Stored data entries
• • • • •

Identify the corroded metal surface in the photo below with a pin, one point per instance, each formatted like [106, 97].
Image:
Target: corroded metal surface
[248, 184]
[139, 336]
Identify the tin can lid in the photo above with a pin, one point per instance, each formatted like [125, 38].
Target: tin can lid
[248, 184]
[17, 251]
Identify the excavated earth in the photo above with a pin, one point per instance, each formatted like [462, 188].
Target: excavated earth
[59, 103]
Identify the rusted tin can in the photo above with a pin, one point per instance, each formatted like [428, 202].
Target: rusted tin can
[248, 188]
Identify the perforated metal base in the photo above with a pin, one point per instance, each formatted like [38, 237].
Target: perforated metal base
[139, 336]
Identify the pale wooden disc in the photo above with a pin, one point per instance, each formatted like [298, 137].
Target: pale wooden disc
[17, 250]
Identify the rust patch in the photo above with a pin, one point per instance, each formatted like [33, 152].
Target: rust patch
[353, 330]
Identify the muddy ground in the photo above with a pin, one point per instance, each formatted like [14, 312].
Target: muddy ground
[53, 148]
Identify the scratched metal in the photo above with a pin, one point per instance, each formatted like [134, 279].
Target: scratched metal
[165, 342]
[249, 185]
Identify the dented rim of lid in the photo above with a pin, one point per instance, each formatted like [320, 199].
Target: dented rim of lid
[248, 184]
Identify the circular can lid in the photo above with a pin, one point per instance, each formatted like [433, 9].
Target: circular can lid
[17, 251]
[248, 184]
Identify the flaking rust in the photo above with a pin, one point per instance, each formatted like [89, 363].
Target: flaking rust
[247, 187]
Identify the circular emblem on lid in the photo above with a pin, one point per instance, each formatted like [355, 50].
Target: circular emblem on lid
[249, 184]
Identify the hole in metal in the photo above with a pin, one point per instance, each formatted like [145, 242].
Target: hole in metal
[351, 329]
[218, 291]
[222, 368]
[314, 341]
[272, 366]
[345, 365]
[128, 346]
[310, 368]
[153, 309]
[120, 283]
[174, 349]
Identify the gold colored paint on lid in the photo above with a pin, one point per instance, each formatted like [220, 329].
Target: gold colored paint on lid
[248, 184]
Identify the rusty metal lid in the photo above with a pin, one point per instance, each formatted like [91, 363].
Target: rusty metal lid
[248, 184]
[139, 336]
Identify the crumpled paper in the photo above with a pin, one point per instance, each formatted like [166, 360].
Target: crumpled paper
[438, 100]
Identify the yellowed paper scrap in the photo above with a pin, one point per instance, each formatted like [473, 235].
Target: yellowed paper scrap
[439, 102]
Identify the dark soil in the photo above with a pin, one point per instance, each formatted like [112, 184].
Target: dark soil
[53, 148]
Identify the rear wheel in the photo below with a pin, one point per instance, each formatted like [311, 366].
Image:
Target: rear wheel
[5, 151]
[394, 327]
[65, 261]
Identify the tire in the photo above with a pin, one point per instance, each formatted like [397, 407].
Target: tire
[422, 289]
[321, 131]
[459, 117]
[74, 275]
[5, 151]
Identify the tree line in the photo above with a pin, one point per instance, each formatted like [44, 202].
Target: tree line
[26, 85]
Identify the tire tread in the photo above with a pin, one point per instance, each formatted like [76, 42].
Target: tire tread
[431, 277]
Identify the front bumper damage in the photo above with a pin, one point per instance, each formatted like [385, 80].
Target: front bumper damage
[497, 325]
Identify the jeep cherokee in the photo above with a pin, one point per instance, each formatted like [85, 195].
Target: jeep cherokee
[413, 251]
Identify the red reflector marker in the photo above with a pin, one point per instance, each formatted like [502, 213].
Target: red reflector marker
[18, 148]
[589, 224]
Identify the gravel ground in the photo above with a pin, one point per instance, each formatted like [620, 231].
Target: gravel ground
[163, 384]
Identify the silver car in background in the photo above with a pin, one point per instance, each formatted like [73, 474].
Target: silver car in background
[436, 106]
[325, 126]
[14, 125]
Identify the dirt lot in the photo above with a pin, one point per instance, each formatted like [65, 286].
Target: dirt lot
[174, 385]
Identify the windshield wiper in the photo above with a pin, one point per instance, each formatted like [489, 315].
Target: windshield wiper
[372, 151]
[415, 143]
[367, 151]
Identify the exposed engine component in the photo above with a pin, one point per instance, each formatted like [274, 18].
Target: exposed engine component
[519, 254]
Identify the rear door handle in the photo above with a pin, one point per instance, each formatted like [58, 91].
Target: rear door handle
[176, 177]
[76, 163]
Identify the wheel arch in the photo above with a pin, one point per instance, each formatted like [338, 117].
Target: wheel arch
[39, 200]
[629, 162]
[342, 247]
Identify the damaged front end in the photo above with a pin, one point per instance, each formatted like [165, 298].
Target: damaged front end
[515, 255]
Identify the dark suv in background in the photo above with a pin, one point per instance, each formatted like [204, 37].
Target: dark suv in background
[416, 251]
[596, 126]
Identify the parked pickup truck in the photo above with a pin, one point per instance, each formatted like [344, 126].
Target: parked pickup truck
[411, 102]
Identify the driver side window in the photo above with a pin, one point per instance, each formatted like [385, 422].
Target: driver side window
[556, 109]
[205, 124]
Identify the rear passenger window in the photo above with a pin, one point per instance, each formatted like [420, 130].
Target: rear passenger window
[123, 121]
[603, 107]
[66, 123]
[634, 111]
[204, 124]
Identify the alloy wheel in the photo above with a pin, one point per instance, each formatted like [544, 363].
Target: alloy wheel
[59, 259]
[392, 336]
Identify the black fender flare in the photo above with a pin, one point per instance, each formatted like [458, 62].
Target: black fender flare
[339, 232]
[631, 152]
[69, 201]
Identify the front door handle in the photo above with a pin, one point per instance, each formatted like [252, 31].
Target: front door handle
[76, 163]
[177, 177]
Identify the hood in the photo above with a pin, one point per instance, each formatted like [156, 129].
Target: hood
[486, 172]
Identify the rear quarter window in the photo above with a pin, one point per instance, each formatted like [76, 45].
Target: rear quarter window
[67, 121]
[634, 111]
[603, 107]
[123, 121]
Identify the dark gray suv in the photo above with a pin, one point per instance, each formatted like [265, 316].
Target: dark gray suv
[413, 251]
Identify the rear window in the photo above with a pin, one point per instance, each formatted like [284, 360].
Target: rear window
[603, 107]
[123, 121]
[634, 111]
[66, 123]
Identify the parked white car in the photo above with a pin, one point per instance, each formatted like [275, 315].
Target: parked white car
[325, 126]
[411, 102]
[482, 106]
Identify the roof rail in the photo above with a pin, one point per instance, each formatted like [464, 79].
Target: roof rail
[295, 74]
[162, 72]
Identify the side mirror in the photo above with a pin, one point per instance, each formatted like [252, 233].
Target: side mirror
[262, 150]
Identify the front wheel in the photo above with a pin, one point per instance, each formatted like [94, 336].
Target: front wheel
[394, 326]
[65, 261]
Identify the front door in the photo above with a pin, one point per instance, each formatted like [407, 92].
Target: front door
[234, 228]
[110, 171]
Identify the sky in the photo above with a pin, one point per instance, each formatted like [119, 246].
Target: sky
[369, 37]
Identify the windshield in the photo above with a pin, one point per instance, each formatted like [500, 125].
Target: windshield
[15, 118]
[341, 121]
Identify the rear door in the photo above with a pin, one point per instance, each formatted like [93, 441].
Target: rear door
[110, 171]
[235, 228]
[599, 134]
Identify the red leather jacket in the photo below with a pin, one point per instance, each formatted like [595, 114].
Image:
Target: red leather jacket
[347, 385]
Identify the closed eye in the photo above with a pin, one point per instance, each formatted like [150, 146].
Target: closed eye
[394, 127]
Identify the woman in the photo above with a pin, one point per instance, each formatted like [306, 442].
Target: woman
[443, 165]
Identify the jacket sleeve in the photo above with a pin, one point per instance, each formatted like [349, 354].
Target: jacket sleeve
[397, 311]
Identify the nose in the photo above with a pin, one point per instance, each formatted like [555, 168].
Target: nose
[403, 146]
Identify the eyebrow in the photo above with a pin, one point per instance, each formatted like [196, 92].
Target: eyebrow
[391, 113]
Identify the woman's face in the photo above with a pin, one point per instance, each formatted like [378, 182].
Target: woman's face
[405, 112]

• • • • •

• _Problem requirements_
Transcribe the records above exactly, but only from the line that contains "Identify the eyebrow" through their final line, inclusive.

• _Worked solution_
Identify the eyebrow in the photo above with a pin, one point per instance, each formatted like [196, 92].
Target: eyebrow
[391, 113]
Identify the woman's face in the photo above with a pin, one point per instance, each formatted like [378, 182].
Target: woman's face
[405, 112]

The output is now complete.